## What you should do
Return every line in the rows below that contains the string "dirt", copying each such line in full.

## Provided records
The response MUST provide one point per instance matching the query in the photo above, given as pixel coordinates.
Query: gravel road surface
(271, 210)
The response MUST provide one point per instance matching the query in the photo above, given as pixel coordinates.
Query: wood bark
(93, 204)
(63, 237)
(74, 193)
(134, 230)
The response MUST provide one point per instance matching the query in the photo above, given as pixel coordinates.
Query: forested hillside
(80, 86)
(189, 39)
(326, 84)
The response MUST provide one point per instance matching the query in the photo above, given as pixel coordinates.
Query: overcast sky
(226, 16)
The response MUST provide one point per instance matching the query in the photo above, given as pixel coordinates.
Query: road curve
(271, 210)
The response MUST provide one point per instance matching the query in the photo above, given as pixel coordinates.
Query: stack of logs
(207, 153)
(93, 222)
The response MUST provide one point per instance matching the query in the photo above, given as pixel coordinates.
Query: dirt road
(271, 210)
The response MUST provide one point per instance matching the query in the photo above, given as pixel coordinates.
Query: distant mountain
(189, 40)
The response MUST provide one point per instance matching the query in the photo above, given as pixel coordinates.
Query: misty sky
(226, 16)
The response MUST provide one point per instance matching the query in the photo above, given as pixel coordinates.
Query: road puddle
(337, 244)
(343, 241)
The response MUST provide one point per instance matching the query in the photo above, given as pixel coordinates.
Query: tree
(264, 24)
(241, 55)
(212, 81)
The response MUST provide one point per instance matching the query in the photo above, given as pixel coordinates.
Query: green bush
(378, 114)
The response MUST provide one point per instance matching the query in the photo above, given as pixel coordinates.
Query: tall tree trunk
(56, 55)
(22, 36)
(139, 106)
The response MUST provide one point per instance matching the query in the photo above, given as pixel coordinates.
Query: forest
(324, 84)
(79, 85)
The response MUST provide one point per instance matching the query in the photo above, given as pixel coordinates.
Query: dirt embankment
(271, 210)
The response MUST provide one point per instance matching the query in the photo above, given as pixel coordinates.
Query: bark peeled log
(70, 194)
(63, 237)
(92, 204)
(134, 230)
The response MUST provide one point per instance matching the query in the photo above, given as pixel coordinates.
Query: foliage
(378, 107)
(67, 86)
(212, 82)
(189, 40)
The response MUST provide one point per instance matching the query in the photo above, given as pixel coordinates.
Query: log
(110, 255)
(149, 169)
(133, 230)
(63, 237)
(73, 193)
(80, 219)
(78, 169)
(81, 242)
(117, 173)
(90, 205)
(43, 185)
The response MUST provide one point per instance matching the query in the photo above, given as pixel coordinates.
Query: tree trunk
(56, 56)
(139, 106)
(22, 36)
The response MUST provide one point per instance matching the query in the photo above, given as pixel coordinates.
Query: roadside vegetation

## Solution for this task
Query: dirt road
Query: dirt embankment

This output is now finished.